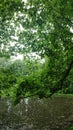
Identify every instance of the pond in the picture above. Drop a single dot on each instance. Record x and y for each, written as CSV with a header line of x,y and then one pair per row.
x,y
55,113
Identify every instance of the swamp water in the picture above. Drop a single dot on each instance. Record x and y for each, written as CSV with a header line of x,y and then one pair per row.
x,y
55,113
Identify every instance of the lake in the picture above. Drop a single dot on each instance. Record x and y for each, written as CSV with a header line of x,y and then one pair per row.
x,y
55,113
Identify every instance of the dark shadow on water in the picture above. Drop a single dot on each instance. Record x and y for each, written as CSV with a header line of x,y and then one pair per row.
x,y
35,114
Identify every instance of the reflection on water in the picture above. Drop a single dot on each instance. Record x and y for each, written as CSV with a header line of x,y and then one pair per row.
x,y
54,113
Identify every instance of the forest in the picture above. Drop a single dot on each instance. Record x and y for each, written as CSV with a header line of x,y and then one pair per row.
x,y
42,32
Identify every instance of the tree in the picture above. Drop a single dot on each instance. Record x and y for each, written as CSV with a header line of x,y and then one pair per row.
x,y
43,27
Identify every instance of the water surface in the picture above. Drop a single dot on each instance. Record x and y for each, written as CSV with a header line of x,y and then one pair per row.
x,y
55,113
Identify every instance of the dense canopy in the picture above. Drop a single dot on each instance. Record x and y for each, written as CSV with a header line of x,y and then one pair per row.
x,y
43,28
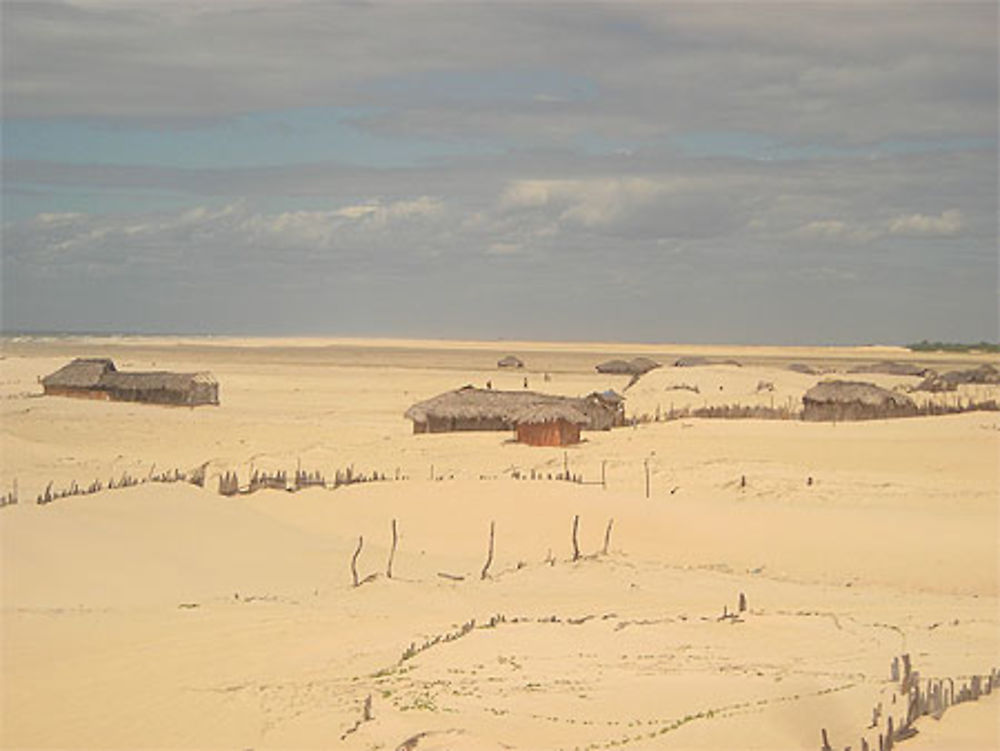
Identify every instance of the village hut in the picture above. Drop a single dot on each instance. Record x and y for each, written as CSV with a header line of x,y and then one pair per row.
x,y
604,409
801,367
80,378
471,408
854,400
97,378
510,362
890,367
554,424
635,366
182,389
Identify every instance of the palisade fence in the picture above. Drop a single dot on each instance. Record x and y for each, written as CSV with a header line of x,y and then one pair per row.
x,y
913,698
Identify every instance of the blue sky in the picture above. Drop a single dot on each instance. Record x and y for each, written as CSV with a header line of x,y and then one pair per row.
x,y
788,173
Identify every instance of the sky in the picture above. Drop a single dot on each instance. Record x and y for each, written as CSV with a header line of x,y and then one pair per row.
x,y
795,172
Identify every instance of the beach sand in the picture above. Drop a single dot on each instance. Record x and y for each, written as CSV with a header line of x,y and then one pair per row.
x,y
168,616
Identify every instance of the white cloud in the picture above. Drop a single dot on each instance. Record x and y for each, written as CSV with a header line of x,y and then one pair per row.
x,y
948,222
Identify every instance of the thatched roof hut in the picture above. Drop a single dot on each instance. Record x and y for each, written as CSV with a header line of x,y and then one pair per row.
x,y
801,367
159,387
854,400
889,367
470,408
510,362
551,424
78,377
635,366
97,378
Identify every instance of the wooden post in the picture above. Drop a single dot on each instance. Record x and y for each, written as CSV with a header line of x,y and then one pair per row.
x,y
354,560
392,551
489,555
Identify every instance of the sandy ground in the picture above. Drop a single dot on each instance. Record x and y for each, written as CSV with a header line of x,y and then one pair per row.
x,y
167,616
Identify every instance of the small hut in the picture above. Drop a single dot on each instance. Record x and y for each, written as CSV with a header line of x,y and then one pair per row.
x,y
80,378
97,378
891,367
854,400
635,366
510,362
184,389
549,425
470,408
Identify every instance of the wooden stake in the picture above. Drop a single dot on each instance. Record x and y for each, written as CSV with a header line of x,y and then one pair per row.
x,y
489,554
354,561
392,551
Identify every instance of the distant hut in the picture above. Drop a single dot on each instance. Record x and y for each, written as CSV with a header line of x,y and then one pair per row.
x,y
556,424
801,367
854,400
635,366
470,408
605,409
182,389
97,378
80,378
510,362
890,367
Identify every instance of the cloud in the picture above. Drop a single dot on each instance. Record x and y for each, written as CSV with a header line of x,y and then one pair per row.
x,y
949,222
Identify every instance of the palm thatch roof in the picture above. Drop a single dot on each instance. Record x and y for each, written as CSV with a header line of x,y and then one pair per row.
x,y
82,373
890,367
801,367
856,392
510,362
470,403
635,366
155,380
540,413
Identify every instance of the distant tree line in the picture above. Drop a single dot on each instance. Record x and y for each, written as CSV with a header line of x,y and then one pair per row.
x,y
926,346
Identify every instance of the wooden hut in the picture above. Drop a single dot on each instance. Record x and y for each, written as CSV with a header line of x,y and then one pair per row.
x,y
510,362
550,425
470,408
854,400
97,378
80,378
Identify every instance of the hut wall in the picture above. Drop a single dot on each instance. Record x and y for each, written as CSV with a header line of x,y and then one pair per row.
x,y
555,433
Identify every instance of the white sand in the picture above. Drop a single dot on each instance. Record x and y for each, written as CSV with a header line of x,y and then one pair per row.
x,y
168,616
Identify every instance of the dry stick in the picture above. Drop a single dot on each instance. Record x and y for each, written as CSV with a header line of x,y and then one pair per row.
x,y
607,535
489,555
354,560
392,551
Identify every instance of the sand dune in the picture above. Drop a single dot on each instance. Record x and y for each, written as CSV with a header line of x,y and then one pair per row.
x,y
166,615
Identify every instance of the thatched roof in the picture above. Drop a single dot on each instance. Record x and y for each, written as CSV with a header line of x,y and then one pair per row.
x,y
539,413
856,392
153,381
891,368
635,366
470,403
82,373
985,373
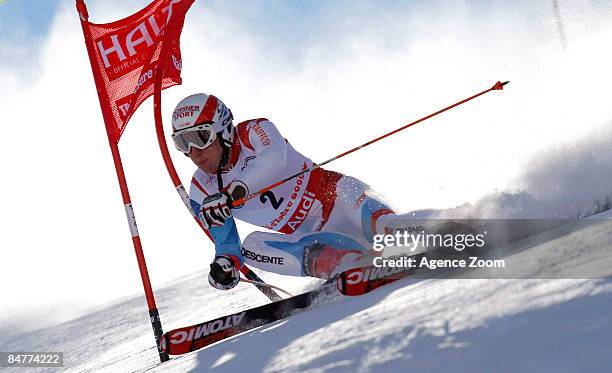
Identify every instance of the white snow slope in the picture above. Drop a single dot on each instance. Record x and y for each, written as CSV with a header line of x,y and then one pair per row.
x,y
439,325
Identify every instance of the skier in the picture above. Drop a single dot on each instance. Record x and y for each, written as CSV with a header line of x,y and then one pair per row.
x,y
328,219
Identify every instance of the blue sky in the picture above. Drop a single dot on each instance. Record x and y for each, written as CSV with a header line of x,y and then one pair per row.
x,y
346,69
32,16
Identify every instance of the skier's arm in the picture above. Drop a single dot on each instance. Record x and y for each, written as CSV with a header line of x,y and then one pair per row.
x,y
270,150
226,238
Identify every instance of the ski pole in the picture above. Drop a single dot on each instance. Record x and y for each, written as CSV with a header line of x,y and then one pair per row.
x,y
497,87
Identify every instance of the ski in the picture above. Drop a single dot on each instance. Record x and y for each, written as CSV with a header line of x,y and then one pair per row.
x,y
359,281
191,338
352,282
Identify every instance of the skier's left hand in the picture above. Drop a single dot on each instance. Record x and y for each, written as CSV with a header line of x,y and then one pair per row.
x,y
216,209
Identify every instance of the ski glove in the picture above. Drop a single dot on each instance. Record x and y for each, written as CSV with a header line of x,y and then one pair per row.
x,y
223,273
216,209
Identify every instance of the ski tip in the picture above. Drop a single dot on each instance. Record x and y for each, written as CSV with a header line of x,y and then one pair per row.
x,y
499,85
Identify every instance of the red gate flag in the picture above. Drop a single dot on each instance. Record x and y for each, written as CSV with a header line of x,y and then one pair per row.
x,y
126,54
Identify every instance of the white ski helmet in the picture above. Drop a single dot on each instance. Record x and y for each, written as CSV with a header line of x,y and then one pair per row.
x,y
201,108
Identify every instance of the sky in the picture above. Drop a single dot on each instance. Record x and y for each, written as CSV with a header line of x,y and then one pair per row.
x,y
331,75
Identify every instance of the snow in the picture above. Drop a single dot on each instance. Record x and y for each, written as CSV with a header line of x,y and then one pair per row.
x,y
421,325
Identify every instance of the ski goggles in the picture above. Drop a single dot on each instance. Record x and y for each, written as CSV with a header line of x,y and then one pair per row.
x,y
199,137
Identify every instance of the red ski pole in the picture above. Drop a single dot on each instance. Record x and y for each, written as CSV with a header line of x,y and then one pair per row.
x,y
497,87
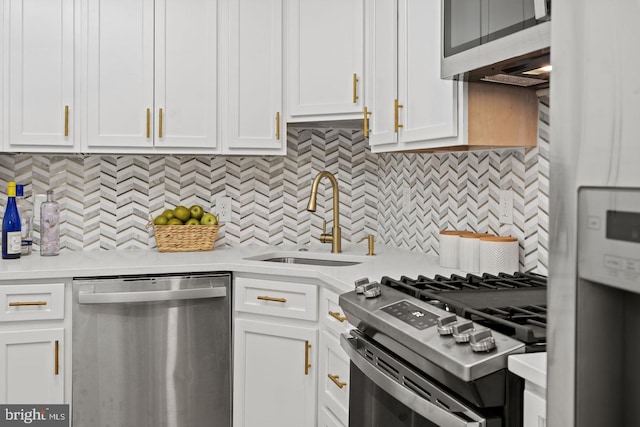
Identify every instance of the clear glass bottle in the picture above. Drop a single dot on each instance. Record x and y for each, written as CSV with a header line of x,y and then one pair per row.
x,y
49,226
25,210
11,235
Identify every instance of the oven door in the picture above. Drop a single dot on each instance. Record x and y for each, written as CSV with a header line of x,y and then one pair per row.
x,y
385,392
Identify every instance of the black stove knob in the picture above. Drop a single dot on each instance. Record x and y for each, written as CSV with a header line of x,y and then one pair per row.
x,y
360,284
371,290
482,340
462,330
445,324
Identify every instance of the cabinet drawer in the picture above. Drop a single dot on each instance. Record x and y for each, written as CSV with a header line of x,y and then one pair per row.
x,y
277,298
334,377
31,302
331,315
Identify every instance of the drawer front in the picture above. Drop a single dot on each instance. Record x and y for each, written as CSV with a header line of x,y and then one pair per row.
x,y
31,302
331,315
334,377
277,298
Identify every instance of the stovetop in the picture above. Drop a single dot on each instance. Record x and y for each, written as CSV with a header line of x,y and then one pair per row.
x,y
513,304
404,318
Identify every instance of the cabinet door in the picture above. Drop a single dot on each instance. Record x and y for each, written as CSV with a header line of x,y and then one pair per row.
x,y
272,385
430,109
333,377
39,103
382,70
186,74
31,366
119,83
256,125
325,57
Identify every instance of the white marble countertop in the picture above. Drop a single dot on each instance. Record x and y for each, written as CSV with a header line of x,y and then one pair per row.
x,y
388,260
530,366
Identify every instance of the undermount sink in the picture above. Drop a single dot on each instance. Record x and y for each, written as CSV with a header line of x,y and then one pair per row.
x,y
308,259
311,261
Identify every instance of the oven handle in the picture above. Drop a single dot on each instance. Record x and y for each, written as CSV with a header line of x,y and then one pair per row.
x,y
150,296
424,407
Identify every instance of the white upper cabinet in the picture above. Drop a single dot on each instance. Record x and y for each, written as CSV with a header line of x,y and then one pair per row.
x,y
255,122
38,103
151,76
410,106
186,73
325,57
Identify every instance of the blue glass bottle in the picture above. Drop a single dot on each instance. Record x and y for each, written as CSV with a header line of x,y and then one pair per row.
x,y
11,227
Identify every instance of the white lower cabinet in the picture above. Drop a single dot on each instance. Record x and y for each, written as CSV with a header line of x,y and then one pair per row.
x,y
275,370
327,419
333,381
535,406
275,352
33,352
31,368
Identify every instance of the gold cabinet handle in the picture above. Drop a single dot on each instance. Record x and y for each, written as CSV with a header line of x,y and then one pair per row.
x,y
365,122
274,299
396,107
66,120
307,365
26,303
337,316
148,123
370,239
336,380
355,88
56,357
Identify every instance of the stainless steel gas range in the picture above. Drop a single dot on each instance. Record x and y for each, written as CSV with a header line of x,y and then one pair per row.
x,y
433,351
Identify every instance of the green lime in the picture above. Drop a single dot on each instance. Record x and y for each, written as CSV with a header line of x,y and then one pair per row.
x,y
182,213
168,213
161,220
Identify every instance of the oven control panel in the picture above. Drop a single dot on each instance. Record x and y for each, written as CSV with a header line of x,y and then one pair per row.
x,y
609,236
412,315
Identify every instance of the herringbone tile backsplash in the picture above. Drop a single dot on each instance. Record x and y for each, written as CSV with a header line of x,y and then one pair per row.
x,y
403,199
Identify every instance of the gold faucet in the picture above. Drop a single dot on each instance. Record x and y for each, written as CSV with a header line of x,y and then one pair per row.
x,y
335,236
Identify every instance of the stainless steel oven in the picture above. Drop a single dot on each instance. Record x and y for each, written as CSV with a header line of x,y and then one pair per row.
x,y
433,352
392,393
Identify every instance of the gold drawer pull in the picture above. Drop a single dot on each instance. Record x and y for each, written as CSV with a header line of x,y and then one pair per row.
x,y
307,365
25,303
337,316
148,123
56,367
365,122
274,299
355,88
66,120
336,380
396,119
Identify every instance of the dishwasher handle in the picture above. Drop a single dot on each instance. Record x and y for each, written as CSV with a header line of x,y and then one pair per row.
x,y
150,296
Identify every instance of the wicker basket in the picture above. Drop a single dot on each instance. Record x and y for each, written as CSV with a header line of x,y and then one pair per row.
x,y
184,238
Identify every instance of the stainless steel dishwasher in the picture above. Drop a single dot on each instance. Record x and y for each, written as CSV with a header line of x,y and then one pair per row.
x,y
152,351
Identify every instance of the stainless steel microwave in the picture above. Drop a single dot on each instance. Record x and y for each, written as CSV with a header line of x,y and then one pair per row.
x,y
506,41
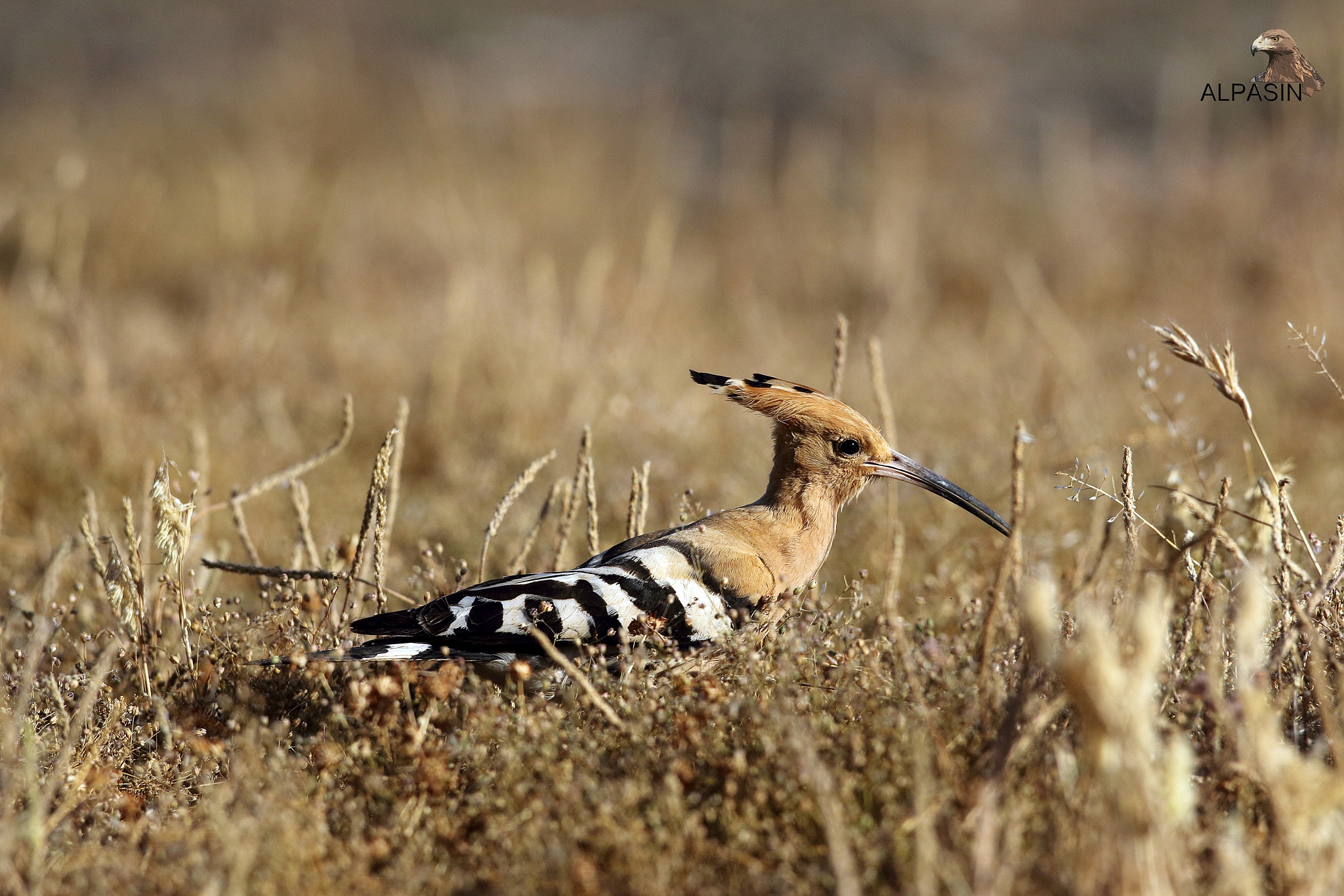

■ ■ ■

» Instructions for the task:
Reproduce every line from the one that contains "Identify every instance of the stainless steel oven" through the end of the records, requests included, and add 83 to each x and y coordinate in the answers. Leave the pictures out.

» Reply:
Identify every instance of the stainless steel oven in the picture above. Drop a single dot on each instance. Record x and y for each, written as CSV with a header line of x,y and then one pair per row.
x,y
516,435
475,476
Identify every instance of the gold drawer pull in the picture above. Drop a single dot on each instance. Record x and y for each, written as CSV with a header line of x,y and then one pair per row.
x,y
390,448
108,386
420,399
231,206
139,450
448,205
357,382
438,171
149,203
419,463
479,202
Identify every instance of the dishwasher handle in the picture above. Drop a single dot on each instance. Record x and y for each, written as CSV with a header line of x,y and then one pair per row.
x,y
233,379
Identify every instance of the wicker basket in the picture above. Drop a single dot on each instance. Record x and y for each, written as CSV with a header line of x,y and then one pair per row.
x,y
267,321
Identify every instance of the stainless steel dishwasher in the picture above. Drop a single dot on each instance. Record x and y for each, written as CSV with a header line of x,y and then one pair per row.
x,y
235,434
Identify every instance of the stainless steel microwave in the picture above. Drop a single dot on each instance. Record x and y for each, written as CSV with a header line of x,y and then one pair per row.
x,y
589,124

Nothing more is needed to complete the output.